*FRAGMENTO ELEGIDO*
Metáforas aparte, lo cierto es que al poco tiempo, la joven aceptó la invitación que José le había dejado picando. Se casaron y las vías hasta Zapala terminaron de separarla de todo lo que ella había conocido hasta ese momento, en su Triunvirato natal, para sumergirla en lo que se venía. Eso sí, “no bastó con agotar los rieles: para llegar a la Cordillera del Viento hay que salirse de la huella una y otra vez”, siguió la historia su nieto. “Los abuelos fueron ganando altura con la ayuda de viejos amigos del pago, equilibristas entre el aplomo de la montaña y el rostro verde del precipicio”, agregó. Hasta que llegaron, cubiertos de tierra.

“Éste es el Cerro Negro”, le dijo ‘Pepe’, “y ese otro más bajo, el Caepe Malal. Esa casita en la ladera, es nuestro hogar”,

le señaló.

Maestros, jueces y médicos


De sustento agrícola y ganadero, el paraje los recibió con lo poco que podía ofrecerles. Y a partir de allí comenzaron las experiencias, una detrás de otra, que Amalia con los años terminó plasmando en un libro: “Partir y andar”.

*DATOS MOSTRADOS*
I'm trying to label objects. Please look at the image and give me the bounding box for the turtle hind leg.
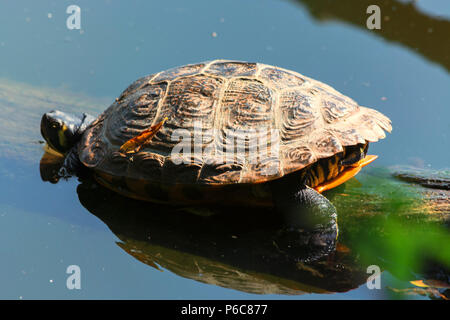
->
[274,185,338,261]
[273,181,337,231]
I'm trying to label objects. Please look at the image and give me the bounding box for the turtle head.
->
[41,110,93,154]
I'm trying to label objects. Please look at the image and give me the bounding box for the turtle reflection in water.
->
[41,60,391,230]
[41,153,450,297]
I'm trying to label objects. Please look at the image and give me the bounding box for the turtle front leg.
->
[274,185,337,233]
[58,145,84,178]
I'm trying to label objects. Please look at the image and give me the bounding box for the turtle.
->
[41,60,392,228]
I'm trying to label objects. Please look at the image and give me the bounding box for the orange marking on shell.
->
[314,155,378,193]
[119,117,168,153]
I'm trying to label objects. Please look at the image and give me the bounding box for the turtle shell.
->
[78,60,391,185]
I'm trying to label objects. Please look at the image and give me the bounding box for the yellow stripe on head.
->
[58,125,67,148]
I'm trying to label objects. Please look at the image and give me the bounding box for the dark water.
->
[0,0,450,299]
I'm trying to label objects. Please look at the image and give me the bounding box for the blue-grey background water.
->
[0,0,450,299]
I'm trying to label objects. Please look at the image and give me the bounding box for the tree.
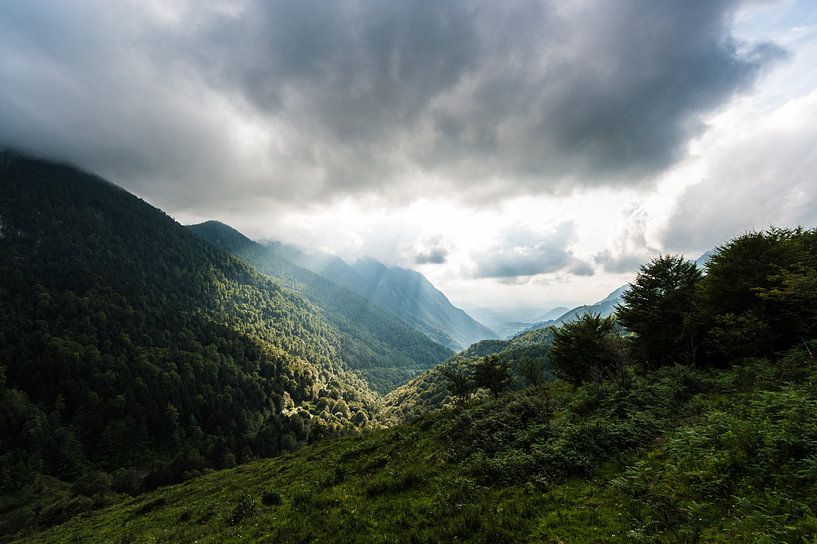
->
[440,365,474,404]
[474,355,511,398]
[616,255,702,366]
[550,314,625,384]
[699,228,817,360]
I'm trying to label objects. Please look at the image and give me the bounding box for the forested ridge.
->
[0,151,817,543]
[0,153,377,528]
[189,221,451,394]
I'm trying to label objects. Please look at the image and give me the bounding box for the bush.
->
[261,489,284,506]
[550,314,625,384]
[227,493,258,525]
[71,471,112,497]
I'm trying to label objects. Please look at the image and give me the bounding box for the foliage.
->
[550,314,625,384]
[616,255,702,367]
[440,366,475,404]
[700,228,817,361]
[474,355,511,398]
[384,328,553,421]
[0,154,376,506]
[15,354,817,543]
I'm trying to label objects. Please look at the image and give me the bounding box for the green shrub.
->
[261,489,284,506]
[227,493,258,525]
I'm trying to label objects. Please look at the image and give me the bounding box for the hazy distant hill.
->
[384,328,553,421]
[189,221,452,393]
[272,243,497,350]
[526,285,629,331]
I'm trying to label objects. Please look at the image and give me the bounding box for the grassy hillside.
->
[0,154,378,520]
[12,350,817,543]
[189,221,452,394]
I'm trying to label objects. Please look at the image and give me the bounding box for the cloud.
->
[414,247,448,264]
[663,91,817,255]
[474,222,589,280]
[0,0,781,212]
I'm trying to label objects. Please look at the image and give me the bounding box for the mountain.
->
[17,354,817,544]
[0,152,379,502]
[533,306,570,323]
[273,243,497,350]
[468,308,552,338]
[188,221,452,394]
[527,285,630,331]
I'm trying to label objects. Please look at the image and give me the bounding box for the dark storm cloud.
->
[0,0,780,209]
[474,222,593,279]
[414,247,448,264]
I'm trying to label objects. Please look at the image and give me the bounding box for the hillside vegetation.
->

==

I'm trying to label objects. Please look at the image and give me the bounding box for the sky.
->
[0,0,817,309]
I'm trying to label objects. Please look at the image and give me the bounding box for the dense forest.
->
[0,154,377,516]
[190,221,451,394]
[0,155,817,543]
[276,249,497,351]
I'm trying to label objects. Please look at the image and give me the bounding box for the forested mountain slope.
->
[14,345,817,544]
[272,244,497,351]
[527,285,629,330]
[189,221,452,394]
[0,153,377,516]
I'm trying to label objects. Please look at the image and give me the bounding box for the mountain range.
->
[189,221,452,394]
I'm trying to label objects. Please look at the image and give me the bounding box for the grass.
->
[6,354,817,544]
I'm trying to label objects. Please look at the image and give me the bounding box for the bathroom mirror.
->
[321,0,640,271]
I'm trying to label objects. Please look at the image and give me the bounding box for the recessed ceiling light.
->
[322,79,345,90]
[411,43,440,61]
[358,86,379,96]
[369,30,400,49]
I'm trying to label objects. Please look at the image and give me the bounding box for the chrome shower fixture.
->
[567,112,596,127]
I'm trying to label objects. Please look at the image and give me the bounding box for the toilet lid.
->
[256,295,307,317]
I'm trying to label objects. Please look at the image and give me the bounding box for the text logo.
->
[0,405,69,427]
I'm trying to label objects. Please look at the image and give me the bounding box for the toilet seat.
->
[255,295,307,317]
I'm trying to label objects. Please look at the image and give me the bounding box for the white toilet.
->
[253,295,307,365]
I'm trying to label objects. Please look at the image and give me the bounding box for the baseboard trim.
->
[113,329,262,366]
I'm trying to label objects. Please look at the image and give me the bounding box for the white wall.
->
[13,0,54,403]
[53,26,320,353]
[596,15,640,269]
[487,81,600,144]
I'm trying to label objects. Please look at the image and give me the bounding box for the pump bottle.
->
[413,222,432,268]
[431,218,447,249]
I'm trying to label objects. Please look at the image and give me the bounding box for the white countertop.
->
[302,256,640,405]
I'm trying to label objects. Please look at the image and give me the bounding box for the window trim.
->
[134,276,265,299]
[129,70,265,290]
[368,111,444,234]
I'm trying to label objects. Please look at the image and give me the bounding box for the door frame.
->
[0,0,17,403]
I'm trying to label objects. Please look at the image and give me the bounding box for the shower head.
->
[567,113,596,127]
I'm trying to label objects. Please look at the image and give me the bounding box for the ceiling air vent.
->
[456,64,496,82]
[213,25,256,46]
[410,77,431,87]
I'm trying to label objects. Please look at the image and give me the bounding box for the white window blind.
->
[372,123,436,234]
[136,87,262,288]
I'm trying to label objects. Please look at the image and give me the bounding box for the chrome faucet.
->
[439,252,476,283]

*TAREA 1*
Nombra todos los lugares con nombre propio que aparecen en el fragmento sobre la llegada de los abuelos a la cordillera.
*TAREA 2*
Repite sin cambios la parte del fragmento que empieza en las palabras "Metáforas aparte, lo" y termina después de "cubiertos de tierra.".

*RESPUESTA ESCRITA 1*
Zapala, Triunvirato, Cordillera del Viento, Cerro Negro, Caepe Malal

*RESPUESTA ESCRITA 2*
Metáforas aparte, lo cierto es que al poco tiempo, la joven aceptó la invitación que José le había dejado picando. Se casaron y las vías hasta Zapala terminaron de separarla de todo lo que ella había conocido hasta ese momento, en su Triunvirato natal, para sumergirla en lo que se venía. Eso sí, “no bastó con agotar los rieles: para llegar a la Cordillera del Viento hay que salirse de la huella una y otra vez”, siguió la historia su nieto. “Los abuelos fueron ganando altura con la ayuda de viejos amigos del pago, equilibristas entre el aplomo de la montaña y el rostro verde del precipicio”, agregó. Hasta que llegaron, cubiertos de tierra.